(Provided information Opens)
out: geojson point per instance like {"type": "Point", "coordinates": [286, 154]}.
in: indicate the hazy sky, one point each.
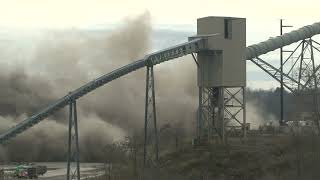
{"type": "Point", "coordinates": [66, 13]}
{"type": "Point", "coordinates": [262, 17]}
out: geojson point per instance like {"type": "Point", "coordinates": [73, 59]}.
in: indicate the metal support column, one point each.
{"type": "Point", "coordinates": [219, 112]}
{"type": "Point", "coordinates": [281, 78]}
{"type": "Point", "coordinates": [150, 117]}
{"type": "Point", "coordinates": [315, 90]}
{"type": "Point", "coordinates": [73, 168]}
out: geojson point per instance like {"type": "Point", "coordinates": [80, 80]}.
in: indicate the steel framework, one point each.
{"type": "Point", "coordinates": [73, 168]}
{"type": "Point", "coordinates": [299, 71]}
{"type": "Point", "coordinates": [150, 117]}
{"type": "Point", "coordinates": [219, 111]}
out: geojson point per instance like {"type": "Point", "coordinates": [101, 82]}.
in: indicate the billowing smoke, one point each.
{"type": "Point", "coordinates": [59, 61]}
{"type": "Point", "coordinates": [63, 60]}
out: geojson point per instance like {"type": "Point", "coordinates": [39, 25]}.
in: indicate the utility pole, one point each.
{"type": "Point", "coordinates": [281, 76]}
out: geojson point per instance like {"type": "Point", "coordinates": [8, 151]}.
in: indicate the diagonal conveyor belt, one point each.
{"type": "Point", "coordinates": [192, 46]}
{"type": "Point", "coordinates": [151, 59]}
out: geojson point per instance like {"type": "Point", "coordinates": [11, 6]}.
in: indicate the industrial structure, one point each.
{"type": "Point", "coordinates": [220, 52]}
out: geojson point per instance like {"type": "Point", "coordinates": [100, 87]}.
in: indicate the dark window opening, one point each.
{"type": "Point", "coordinates": [227, 29]}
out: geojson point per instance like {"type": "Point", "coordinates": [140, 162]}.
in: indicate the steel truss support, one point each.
{"type": "Point", "coordinates": [150, 117]}
{"type": "Point", "coordinates": [219, 112]}
{"type": "Point", "coordinates": [73, 168]}
{"type": "Point", "coordinates": [299, 71]}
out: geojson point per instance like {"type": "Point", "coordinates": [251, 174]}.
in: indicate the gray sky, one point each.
{"type": "Point", "coordinates": [262, 17]}
{"type": "Point", "coordinates": [62, 13]}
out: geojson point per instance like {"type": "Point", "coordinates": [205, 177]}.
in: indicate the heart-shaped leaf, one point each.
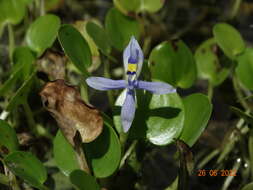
{"type": "Point", "coordinates": [104, 153]}
{"type": "Point", "coordinates": [8, 138]}
{"type": "Point", "coordinates": [244, 69]}
{"type": "Point", "coordinates": [64, 155]}
{"type": "Point", "coordinates": [23, 56]}
{"type": "Point", "coordinates": [208, 64]}
{"type": "Point", "coordinates": [83, 181]}
{"type": "Point", "coordinates": [173, 63]}
{"type": "Point", "coordinates": [229, 39]}
{"type": "Point", "coordinates": [42, 33]}
{"type": "Point", "coordinates": [158, 117]}
{"type": "Point", "coordinates": [99, 36]}
{"type": "Point", "coordinates": [120, 28]}
{"type": "Point", "coordinates": [76, 47]}
{"type": "Point", "coordinates": [198, 110]}
{"type": "Point", "coordinates": [21, 94]}
{"type": "Point", "coordinates": [26, 166]}
{"type": "Point", "coordinates": [166, 118]}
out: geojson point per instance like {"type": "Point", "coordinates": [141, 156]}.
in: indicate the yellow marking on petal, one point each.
{"type": "Point", "coordinates": [132, 67]}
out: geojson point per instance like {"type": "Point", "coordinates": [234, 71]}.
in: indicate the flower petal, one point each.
{"type": "Point", "coordinates": [131, 52]}
{"type": "Point", "coordinates": [156, 87]}
{"type": "Point", "coordinates": [101, 83]}
{"type": "Point", "coordinates": [128, 111]}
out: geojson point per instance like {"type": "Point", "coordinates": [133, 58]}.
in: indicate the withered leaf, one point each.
{"type": "Point", "coordinates": [71, 112]}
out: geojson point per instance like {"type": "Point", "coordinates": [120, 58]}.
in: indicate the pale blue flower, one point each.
{"type": "Point", "coordinates": [133, 59]}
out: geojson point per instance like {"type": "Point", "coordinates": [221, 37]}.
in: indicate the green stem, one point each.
{"type": "Point", "coordinates": [239, 93]}
{"type": "Point", "coordinates": [84, 92]}
{"type": "Point", "coordinates": [229, 179]}
{"type": "Point", "coordinates": [208, 158]}
{"type": "Point", "coordinates": [4, 179]}
{"type": "Point", "coordinates": [11, 40]}
{"type": "Point", "coordinates": [210, 91]}
{"type": "Point", "coordinates": [235, 8]}
{"type": "Point", "coordinates": [128, 153]}
{"type": "Point", "coordinates": [107, 74]}
{"type": "Point", "coordinates": [37, 130]}
{"type": "Point", "coordinates": [29, 116]}
{"type": "Point", "coordinates": [42, 7]}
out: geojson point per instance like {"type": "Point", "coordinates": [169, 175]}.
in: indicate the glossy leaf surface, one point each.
{"type": "Point", "coordinates": [26, 166]}
{"type": "Point", "coordinates": [229, 39]}
{"type": "Point", "coordinates": [173, 62]}
{"type": "Point", "coordinates": [104, 153]}
{"type": "Point", "coordinates": [120, 28]}
{"type": "Point", "coordinates": [198, 111]}
{"type": "Point", "coordinates": [12, 11]}
{"type": "Point", "coordinates": [83, 181]}
{"type": "Point", "coordinates": [64, 155]}
{"type": "Point", "coordinates": [208, 64]}
{"type": "Point", "coordinates": [42, 33]}
{"type": "Point", "coordinates": [166, 118]}
{"type": "Point", "coordinates": [244, 69]}
{"type": "Point", "coordinates": [99, 36]}
{"type": "Point", "coordinates": [76, 47]}
{"type": "Point", "coordinates": [8, 138]}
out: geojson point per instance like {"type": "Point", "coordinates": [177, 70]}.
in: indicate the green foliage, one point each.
{"type": "Point", "coordinates": [83, 180]}
{"type": "Point", "coordinates": [12, 11]}
{"type": "Point", "coordinates": [104, 153]}
{"type": "Point", "coordinates": [138, 5]}
{"type": "Point", "coordinates": [120, 28]}
{"type": "Point", "coordinates": [30, 55]}
{"type": "Point", "coordinates": [228, 39]}
{"type": "Point", "coordinates": [28, 167]}
{"type": "Point", "coordinates": [167, 120]}
{"type": "Point", "coordinates": [8, 139]}
{"type": "Point", "coordinates": [173, 63]}
{"type": "Point", "coordinates": [42, 33]}
{"type": "Point", "coordinates": [99, 36]}
{"type": "Point", "coordinates": [64, 154]}
{"type": "Point", "coordinates": [198, 111]}
{"type": "Point", "coordinates": [244, 69]}
{"type": "Point", "coordinates": [76, 47]}
{"type": "Point", "coordinates": [208, 64]}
(Provided information Closes)
__Action item__
Copy out the lines above in full and unaltered, apart from the pictures.

__Solution for this exercise__
out: geojson point per instance like {"type": "Point", "coordinates": [286, 154]}.
in: indicate the hazy sky, one point each.
{"type": "Point", "coordinates": [66, 13]}
{"type": "Point", "coordinates": [262, 17]}
out: geojson point per instance like {"type": "Point", "coordinates": [73, 59]}.
in: indicate the metal support column, one point each.
{"type": "Point", "coordinates": [219, 112]}
{"type": "Point", "coordinates": [281, 78]}
{"type": "Point", "coordinates": [150, 117]}
{"type": "Point", "coordinates": [315, 90]}
{"type": "Point", "coordinates": [73, 168]}
out: geojson point per instance like {"type": "Point", "coordinates": [80, 80]}.
in: indicate the steel framework, one point each.
{"type": "Point", "coordinates": [73, 168]}
{"type": "Point", "coordinates": [299, 71]}
{"type": "Point", "coordinates": [150, 117]}
{"type": "Point", "coordinates": [219, 111]}
out: geojson point per instance like {"type": "Point", "coordinates": [101, 82]}.
in: indicate the billowing smoke, one point each.
{"type": "Point", "coordinates": [59, 61]}
{"type": "Point", "coordinates": [63, 60]}
out: geojson point per instance like {"type": "Point", "coordinates": [39, 25]}.
in: indicate the utility pole, one point each.
{"type": "Point", "coordinates": [281, 76]}
out: geojson point per instance like {"type": "Point", "coordinates": [8, 151]}.
in: indicate the diagonal conveyor belt, one point each.
{"type": "Point", "coordinates": [192, 46]}
{"type": "Point", "coordinates": [151, 59]}
out: geojson point per instance like {"type": "Point", "coordinates": [11, 6]}.
in: indicate the industrial structure, one point each.
{"type": "Point", "coordinates": [220, 52]}
out: geojson point per instance like {"type": "Point", "coordinates": [100, 87]}.
in: indicate the dark window opening, one point each.
{"type": "Point", "coordinates": [227, 29]}
out: geojson point per instance like {"type": "Point", "coordinates": [140, 162]}.
in: indicate the steel truss support, one point each.
{"type": "Point", "coordinates": [150, 117]}
{"type": "Point", "coordinates": [219, 112]}
{"type": "Point", "coordinates": [73, 168]}
{"type": "Point", "coordinates": [299, 71]}
out: geojson point per instance like {"type": "Point", "coordinates": [251, 174]}.
in: indicate the gray sky, one point each.
{"type": "Point", "coordinates": [262, 17]}
{"type": "Point", "coordinates": [62, 13]}
out: geojson point per instance like {"type": "Point", "coordinates": [205, 177]}.
in: indicate the heart-shaped leaf, one point each.
{"type": "Point", "coordinates": [104, 153]}
{"type": "Point", "coordinates": [8, 138]}
{"type": "Point", "coordinates": [244, 69]}
{"type": "Point", "coordinates": [64, 155]}
{"type": "Point", "coordinates": [23, 56]}
{"type": "Point", "coordinates": [208, 64]}
{"type": "Point", "coordinates": [83, 181]}
{"type": "Point", "coordinates": [173, 63]}
{"type": "Point", "coordinates": [229, 39]}
{"type": "Point", "coordinates": [42, 33]}
{"type": "Point", "coordinates": [158, 117]}
{"type": "Point", "coordinates": [99, 36]}
{"type": "Point", "coordinates": [120, 28]}
{"type": "Point", "coordinates": [76, 47]}
{"type": "Point", "coordinates": [198, 110]}
{"type": "Point", "coordinates": [21, 94]}
{"type": "Point", "coordinates": [26, 166]}
{"type": "Point", "coordinates": [166, 118]}
out: geojson point per instance like {"type": "Point", "coordinates": [141, 156]}.
in: indicate the yellow marking on petal, one point each.
{"type": "Point", "coordinates": [132, 67]}
out: geojson point per instance like {"type": "Point", "coordinates": [234, 71]}.
in: indicate the flower petal, one point each.
{"type": "Point", "coordinates": [131, 52]}
{"type": "Point", "coordinates": [156, 87]}
{"type": "Point", "coordinates": [101, 83]}
{"type": "Point", "coordinates": [128, 111]}
out: geojson point per instance like {"type": "Point", "coordinates": [133, 58]}.
in: indicate the withered leaf, one point each.
{"type": "Point", "coordinates": [71, 112]}
out: geojson point per instance like {"type": "Point", "coordinates": [120, 58]}.
in: indicate the pale blue flower, one point each.
{"type": "Point", "coordinates": [133, 59]}
out: geojson point per instance like {"type": "Point", "coordinates": [221, 37]}.
in: indicate the green stem, one point each.
{"type": "Point", "coordinates": [239, 93]}
{"type": "Point", "coordinates": [84, 92]}
{"type": "Point", "coordinates": [229, 179]}
{"type": "Point", "coordinates": [208, 158]}
{"type": "Point", "coordinates": [4, 179]}
{"type": "Point", "coordinates": [11, 40]}
{"type": "Point", "coordinates": [210, 91]}
{"type": "Point", "coordinates": [235, 8]}
{"type": "Point", "coordinates": [128, 153]}
{"type": "Point", "coordinates": [107, 74]}
{"type": "Point", "coordinates": [37, 130]}
{"type": "Point", "coordinates": [29, 116]}
{"type": "Point", "coordinates": [42, 7]}
out: geojson point per instance like {"type": "Point", "coordinates": [169, 175]}.
in: indicate the glossy leaf surface, one point each.
{"type": "Point", "coordinates": [26, 166]}
{"type": "Point", "coordinates": [229, 39]}
{"type": "Point", "coordinates": [173, 62]}
{"type": "Point", "coordinates": [104, 153]}
{"type": "Point", "coordinates": [120, 28]}
{"type": "Point", "coordinates": [198, 111]}
{"type": "Point", "coordinates": [12, 11]}
{"type": "Point", "coordinates": [83, 181]}
{"type": "Point", "coordinates": [64, 155]}
{"type": "Point", "coordinates": [208, 64]}
{"type": "Point", "coordinates": [42, 33]}
{"type": "Point", "coordinates": [166, 118]}
{"type": "Point", "coordinates": [244, 69]}
{"type": "Point", "coordinates": [99, 36]}
{"type": "Point", "coordinates": [76, 47]}
{"type": "Point", "coordinates": [8, 138]}
out: geojson point per instance like {"type": "Point", "coordinates": [177, 70]}.
in: indicate the green foliage, one point each.
{"type": "Point", "coordinates": [83, 180]}
{"type": "Point", "coordinates": [12, 11]}
{"type": "Point", "coordinates": [104, 153]}
{"type": "Point", "coordinates": [138, 5]}
{"type": "Point", "coordinates": [120, 28]}
{"type": "Point", "coordinates": [30, 55]}
{"type": "Point", "coordinates": [228, 39]}
{"type": "Point", "coordinates": [28, 167]}
{"type": "Point", "coordinates": [167, 120]}
{"type": "Point", "coordinates": [8, 139]}
{"type": "Point", "coordinates": [173, 63]}
{"type": "Point", "coordinates": [42, 33]}
{"type": "Point", "coordinates": [99, 36]}
{"type": "Point", "coordinates": [64, 154]}
{"type": "Point", "coordinates": [198, 111]}
{"type": "Point", "coordinates": [244, 69]}
{"type": "Point", "coordinates": [76, 47]}
{"type": "Point", "coordinates": [208, 64]}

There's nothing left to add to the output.